(Passage to read)

Allowing myself to become so emotionally deprived made entering into a relationship with Dan a simple choice. Selfishly I permitted Dan to feed the dried up ground that was my emotion reserve. Dan is the quintessential giver. Always looking for things to do to make the people around him happy. He was put in my path when I was most in need and I was grateful for it, albeit a bit weary.
As time passed, and my emotional well was replenished I returned to myself. With that return came the realization that Dan was not the life partner that I was looking for. But the sting of putting my time into the infertile soil of Lee left me afraid to leave Dan. I felt it was better to be with someone who wanted to be in a relationship, even though my feelings were not as deep as theirs, than love someone who could not give me what I needed.
And so, when Lee finally came around asking to spend more time together I chose Dan. The time of my choice is still clear in my mind. Lee had asked me to join him at a park with his family. This is something that had never happened in our year of dating. I had met only one of his friends in all that time. I knew that his offer was very big for him and still writing this I am pained that I did not chose to go with him, but I had plans with Dan and did not want to break those.

(End Passage to read)
(Data)

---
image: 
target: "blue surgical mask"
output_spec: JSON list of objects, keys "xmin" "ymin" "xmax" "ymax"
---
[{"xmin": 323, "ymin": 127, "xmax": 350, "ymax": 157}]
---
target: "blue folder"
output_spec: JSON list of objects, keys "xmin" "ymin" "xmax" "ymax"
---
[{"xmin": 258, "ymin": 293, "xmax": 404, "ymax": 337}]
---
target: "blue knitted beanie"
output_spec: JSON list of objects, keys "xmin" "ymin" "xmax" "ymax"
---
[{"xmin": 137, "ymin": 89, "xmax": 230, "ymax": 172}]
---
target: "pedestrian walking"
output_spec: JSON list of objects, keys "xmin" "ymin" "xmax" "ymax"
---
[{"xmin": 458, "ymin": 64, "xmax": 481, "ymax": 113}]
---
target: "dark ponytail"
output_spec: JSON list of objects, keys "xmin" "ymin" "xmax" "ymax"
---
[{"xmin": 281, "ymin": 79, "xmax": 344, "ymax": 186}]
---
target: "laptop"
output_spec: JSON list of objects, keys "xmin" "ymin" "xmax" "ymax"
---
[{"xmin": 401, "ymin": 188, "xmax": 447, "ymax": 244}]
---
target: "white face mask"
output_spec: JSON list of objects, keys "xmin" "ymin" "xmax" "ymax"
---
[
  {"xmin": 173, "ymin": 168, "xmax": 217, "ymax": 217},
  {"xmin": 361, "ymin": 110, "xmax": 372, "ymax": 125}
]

(End Data)

▶ **Work instructions**:
Can you print the passage about Dan and Lee between "And so, when" and "to break those.", inclusive, word for word?

▶ **Problem solution**:
And so, when Lee finally came around asking to spend more time together I chose Dan. The time of my choice is still clear in my mind. Lee had asked me to join him at a park with his family. This is something that had never happened in our year of dating. I had met only one of his friends in all that time. I knew that his offer was very big for him and still writing this I am pained that I did not chose to go with him, but I had plans with Dan and did not want to break those.